● Data in this exercise:
┌────────
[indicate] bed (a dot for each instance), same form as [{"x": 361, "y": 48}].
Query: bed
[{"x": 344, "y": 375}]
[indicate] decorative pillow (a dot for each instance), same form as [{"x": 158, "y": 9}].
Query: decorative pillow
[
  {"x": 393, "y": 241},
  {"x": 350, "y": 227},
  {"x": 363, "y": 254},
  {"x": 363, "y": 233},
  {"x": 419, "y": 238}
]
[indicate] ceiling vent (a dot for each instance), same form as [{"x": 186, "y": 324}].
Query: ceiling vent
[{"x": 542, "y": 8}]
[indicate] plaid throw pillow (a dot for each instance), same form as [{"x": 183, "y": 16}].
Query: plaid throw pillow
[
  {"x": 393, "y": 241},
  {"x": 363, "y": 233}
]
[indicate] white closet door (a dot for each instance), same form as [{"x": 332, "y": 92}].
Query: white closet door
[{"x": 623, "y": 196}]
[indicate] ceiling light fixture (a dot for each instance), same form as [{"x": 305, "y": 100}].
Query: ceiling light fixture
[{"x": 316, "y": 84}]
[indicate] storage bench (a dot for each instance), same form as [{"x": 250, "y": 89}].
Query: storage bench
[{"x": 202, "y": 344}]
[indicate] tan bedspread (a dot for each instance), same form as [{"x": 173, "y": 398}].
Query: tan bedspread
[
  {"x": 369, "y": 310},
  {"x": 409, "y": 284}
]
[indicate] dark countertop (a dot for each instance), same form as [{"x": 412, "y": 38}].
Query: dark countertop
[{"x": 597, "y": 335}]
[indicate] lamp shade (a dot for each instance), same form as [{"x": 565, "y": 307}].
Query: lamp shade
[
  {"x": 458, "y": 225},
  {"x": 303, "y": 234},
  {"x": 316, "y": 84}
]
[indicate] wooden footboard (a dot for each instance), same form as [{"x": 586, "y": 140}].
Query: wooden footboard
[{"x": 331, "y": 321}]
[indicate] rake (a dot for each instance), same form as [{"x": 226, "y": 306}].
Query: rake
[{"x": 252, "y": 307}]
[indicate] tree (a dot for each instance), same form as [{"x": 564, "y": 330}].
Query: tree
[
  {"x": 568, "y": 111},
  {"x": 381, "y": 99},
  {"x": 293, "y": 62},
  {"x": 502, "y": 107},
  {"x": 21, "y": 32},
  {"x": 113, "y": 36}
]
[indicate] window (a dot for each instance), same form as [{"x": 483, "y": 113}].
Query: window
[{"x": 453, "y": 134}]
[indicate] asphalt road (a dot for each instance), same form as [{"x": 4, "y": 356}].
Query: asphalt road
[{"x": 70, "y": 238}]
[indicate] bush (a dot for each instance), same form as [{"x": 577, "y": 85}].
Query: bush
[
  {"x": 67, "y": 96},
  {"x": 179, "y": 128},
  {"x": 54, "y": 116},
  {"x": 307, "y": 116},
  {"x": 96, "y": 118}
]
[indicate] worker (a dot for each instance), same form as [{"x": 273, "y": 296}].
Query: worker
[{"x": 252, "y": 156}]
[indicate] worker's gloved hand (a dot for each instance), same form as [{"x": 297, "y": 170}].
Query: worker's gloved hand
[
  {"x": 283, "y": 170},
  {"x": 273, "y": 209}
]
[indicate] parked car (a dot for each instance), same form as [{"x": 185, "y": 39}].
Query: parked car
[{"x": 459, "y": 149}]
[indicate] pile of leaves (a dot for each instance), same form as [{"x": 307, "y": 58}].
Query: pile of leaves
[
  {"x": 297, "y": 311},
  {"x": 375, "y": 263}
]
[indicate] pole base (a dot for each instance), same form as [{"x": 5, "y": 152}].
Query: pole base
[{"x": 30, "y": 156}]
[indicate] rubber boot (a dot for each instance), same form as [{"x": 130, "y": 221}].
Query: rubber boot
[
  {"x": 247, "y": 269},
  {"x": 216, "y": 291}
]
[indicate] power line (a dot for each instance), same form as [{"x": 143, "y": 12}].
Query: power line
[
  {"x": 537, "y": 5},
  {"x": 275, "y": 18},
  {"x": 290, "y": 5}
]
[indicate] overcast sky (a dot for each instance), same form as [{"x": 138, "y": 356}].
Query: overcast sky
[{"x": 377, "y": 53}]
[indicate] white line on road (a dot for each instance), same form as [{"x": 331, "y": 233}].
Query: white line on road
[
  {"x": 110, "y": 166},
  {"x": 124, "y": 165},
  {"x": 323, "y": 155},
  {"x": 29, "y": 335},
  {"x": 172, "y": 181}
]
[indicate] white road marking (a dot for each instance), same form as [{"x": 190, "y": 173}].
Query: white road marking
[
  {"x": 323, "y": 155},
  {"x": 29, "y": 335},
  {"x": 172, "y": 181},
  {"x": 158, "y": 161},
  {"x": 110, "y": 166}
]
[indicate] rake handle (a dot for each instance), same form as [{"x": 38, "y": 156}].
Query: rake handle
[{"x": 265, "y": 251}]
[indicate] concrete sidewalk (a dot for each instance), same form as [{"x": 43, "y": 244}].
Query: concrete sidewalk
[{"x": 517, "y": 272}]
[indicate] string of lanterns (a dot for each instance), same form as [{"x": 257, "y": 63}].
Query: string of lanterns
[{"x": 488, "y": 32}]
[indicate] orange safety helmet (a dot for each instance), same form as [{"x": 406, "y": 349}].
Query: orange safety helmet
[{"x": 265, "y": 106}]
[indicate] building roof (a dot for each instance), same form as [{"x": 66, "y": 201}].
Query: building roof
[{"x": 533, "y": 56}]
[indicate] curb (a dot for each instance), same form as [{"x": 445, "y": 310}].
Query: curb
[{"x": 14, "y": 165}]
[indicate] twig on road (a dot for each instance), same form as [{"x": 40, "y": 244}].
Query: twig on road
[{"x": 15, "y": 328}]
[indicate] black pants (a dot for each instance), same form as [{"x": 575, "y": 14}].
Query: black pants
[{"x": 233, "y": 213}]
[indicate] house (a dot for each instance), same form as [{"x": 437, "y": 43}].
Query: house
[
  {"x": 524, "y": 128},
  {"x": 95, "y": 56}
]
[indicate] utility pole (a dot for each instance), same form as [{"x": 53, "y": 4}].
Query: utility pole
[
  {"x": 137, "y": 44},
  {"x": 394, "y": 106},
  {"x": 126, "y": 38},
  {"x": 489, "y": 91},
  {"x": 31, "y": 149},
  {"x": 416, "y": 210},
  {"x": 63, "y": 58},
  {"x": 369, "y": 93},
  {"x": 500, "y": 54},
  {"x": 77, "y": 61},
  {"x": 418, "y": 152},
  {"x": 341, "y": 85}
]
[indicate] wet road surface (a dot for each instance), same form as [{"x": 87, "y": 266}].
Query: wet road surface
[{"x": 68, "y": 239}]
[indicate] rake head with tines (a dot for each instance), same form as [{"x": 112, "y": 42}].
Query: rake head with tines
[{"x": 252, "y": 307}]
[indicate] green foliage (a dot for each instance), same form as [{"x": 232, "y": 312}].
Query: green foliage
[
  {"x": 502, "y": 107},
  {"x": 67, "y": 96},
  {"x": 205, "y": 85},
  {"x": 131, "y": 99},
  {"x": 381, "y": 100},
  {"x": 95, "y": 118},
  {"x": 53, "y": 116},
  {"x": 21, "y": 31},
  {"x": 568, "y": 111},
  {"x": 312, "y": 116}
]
└────────
● Exercise requirements:
Rewrite all of the lines above as a numbered list, leaving out any blank lines.

● Response to the task:
1. [indicate] bed (a dot for each instance), same form as [{"x": 361, "y": 48}].
2. Query: bed
3. [{"x": 344, "y": 375}]
4. [indicate] decorative pillow (a dot for each instance), same form as [{"x": 158, "y": 9}].
5. Query: decorative pillow
6. [
7.   {"x": 393, "y": 241},
8.   {"x": 350, "y": 227},
9.   {"x": 363, "y": 254},
10.   {"x": 363, "y": 233},
11.   {"x": 419, "y": 238}
12. ]
13. [indicate] ceiling vent (a dot for each instance), same form as [{"x": 186, "y": 324}].
14. Query: ceiling vent
15. [{"x": 542, "y": 8}]
16. [indicate] plaid throw pillow (a dot for each instance), same form as [{"x": 183, "y": 16}].
17. Query: plaid throw pillow
18. [
19.   {"x": 393, "y": 241},
20.   {"x": 363, "y": 233}
21. ]
22. [indicate] white closet door (a dot for each instance), same form as [{"x": 332, "y": 92}].
23. Query: white closet door
24. [{"x": 623, "y": 196}]
25. [indicate] ceiling light fixture (a dot for each instance), same form as [{"x": 305, "y": 100}].
26. Query: ceiling light fixture
27. [{"x": 316, "y": 84}]
28. [indicate] storage bench (a dot for each instance), same form as [{"x": 250, "y": 89}].
29. Query: storage bench
30. [{"x": 202, "y": 344}]
31. [indicate] tan bedspread (a dot for each instance), same form as [{"x": 173, "y": 398}].
32. Query: tan bedspread
33. [
34.   {"x": 369, "y": 310},
35.   {"x": 409, "y": 284}
36. ]
37. [indicate] dark countertop (a dot for each instance), same form as [{"x": 412, "y": 38}].
38. Query: dark countertop
39. [{"x": 597, "y": 335}]
40. [indicate] lamp shade (a dot for each instance), same form as [{"x": 565, "y": 307}].
41. Query: lamp shade
42. [
43.   {"x": 458, "y": 225},
44.   {"x": 303, "y": 234},
45.   {"x": 316, "y": 84}
46. ]
47. [indicate] wooden footboard (a dot for each instance), same form as [{"x": 586, "y": 140}].
48. Query: wooden footboard
49. [{"x": 331, "y": 321}]
50. [indicate] rake (a dot for each instance), same form as [{"x": 226, "y": 306}].
51. Query: rake
52. [{"x": 252, "y": 307}]
53. [indicate] tree (a dot for each instance), same form as [{"x": 564, "y": 330}].
54. Query: tree
55. [
56.   {"x": 568, "y": 111},
57.   {"x": 381, "y": 99},
58.   {"x": 293, "y": 62},
59.   {"x": 502, "y": 107},
60.   {"x": 21, "y": 32},
61.   {"x": 113, "y": 36}
62. ]
63. [indicate] window (a dot for each instance), same form as [{"x": 483, "y": 113}].
64. Query: window
65. [{"x": 453, "y": 134}]
66. [indicate] asphalt road (a dot for each instance), same form as [{"x": 4, "y": 356}].
67. Query: asphalt road
68. [{"x": 70, "y": 238}]
69. [indicate] bush (a dot for each instance), same form as [{"x": 577, "y": 85}].
70. Query: bush
71. [
72.   {"x": 67, "y": 96},
73.   {"x": 179, "y": 128},
74.   {"x": 54, "y": 116},
75.   {"x": 307, "y": 116},
76.   {"x": 96, "y": 118}
77. ]
78. [indicate] worker (a dot for each instance), same form as [{"x": 273, "y": 296}].
79. Query: worker
80. [{"x": 252, "y": 156}]
81. [indicate] worker's gloved hand (a dot for each instance), same form as [{"x": 297, "y": 170}].
82. Query: worker's gloved hand
83. [
84.   {"x": 283, "y": 170},
85.   {"x": 273, "y": 209}
86. ]
87. [indicate] parked car (a dot for each instance), same form as [{"x": 185, "y": 39}].
88. Query: parked car
89. [{"x": 459, "y": 149}]
90. [indicate] pile of leaves (a dot for each instance), same form as [{"x": 307, "y": 58}].
91. Query: pile of leaves
92. [
93.   {"x": 297, "y": 311},
94.   {"x": 375, "y": 263}
95. ]
96. [indicate] pole base (a dot for each instance), same form as [{"x": 5, "y": 152}].
97. Query: pole base
98. [{"x": 30, "y": 156}]
99. [indicate] rubber boot (a dot for each instance), same form as [{"x": 130, "y": 221}].
100. Query: rubber boot
101. [
102.   {"x": 247, "y": 269},
103.   {"x": 216, "y": 291}
104. ]
105. [indicate] power line (a dot for each instance), same form as [{"x": 143, "y": 12}].
106. Query: power line
107. [
108.   {"x": 537, "y": 5},
109.   {"x": 275, "y": 18},
110.   {"x": 290, "y": 5}
111. ]
112. [indicate] overcast sky (a dot for each instance), same form as [{"x": 138, "y": 356}].
113. Query: overcast sky
114. [{"x": 377, "y": 53}]
115. [indicate] white line on road (a dot for each instance), same form as [{"x": 331, "y": 233}].
116. Query: white line on road
117. [
118.   {"x": 110, "y": 166},
119.   {"x": 124, "y": 165},
120.   {"x": 323, "y": 155},
121.   {"x": 29, "y": 335},
122.   {"x": 172, "y": 181}
123. ]
124. [indicate] white road marking (a dot for each instance), same form as [{"x": 190, "y": 173}].
125. Query: white road marking
126. [
127.   {"x": 323, "y": 155},
128.   {"x": 29, "y": 335},
129.   {"x": 172, "y": 181},
130.   {"x": 158, "y": 161},
131.   {"x": 110, "y": 166}
132. ]
133. [indicate] rake handle (a dot for each instance), same form as [{"x": 38, "y": 156}].
134. Query: rake handle
135. [{"x": 265, "y": 251}]
136. [indicate] concrete sidewalk (a dot for each instance), same form as [{"x": 43, "y": 244}].
137. Query: concrete sidewalk
138. [{"x": 517, "y": 272}]
139. [indicate] string of lanterns (a dot for each instance), same form as [{"x": 257, "y": 63}].
140. Query: string of lanterns
141. [{"x": 488, "y": 32}]
142. [indicate] orange safety helmet (a dot for each instance), same form as [{"x": 406, "y": 349}].
143. Query: orange safety helmet
144. [{"x": 265, "y": 106}]
145. [indicate] building roof (a dot for each instance), same form as [{"x": 66, "y": 201}].
146. Query: building roof
147. [{"x": 533, "y": 56}]
148. [indicate] curb (a dot for each instance), same form as [{"x": 445, "y": 310}].
149. Query: curb
150. [{"x": 14, "y": 165}]
151. [indicate] twig on road (a dot for each instance), same form as [{"x": 40, "y": 244}].
152. Query: twig on road
153. [{"x": 15, "y": 328}]
154. [indicate] black pants (a dot for each instance), same form as [{"x": 575, "y": 14}].
155. Query: black pants
156. [{"x": 233, "y": 213}]
157. [indicate] house (a dot for each instance), same form as [{"x": 437, "y": 43}].
158. Query: house
159. [
160.   {"x": 524, "y": 128},
161.   {"x": 95, "y": 56}
162. ]
163. [indicate] utility pole (a dot for each instance), same form as [{"x": 53, "y": 4}].
164. Query: utility pole
165. [
166.   {"x": 137, "y": 44},
167.   {"x": 394, "y": 106},
168.   {"x": 126, "y": 38},
169.   {"x": 489, "y": 91},
170.   {"x": 31, "y": 149},
171.   {"x": 416, "y": 210},
172.   {"x": 63, "y": 58},
173.   {"x": 369, "y": 93},
174.   {"x": 500, "y": 54},
175.   {"x": 77, "y": 61},
176.   {"x": 418, "y": 152},
177.   {"x": 341, "y": 85}
178. ]
179. [indicate] wet road surface (a dot for each instance), same form as [{"x": 87, "y": 266}].
180. Query: wet road surface
181. [{"x": 68, "y": 239}]
182. [indicate] rake head with tines (a dot for each instance), same form as [{"x": 112, "y": 42}].
183. Query: rake head with tines
184. [{"x": 252, "y": 307}]
185. [indicate] green foliage (a dot for each instance), same form as [{"x": 232, "y": 312}].
186. Query: green foliage
187. [
188.   {"x": 502, "y": 107},
189.   {"x": 67, "y": 96},
190.   {"x": 205, "y": 85},
191.   {"x": 131, "y": 99},
192.   {"x": 381, "y": 100},
193.   {"x": 95, "y": 118},
194.   {"x": 53, "y": 116},
195.   {"x": 21, "y": 31},
196.   {"x": 568, "y": 111},
197.   {"x": 312, "y": 116}
198. ]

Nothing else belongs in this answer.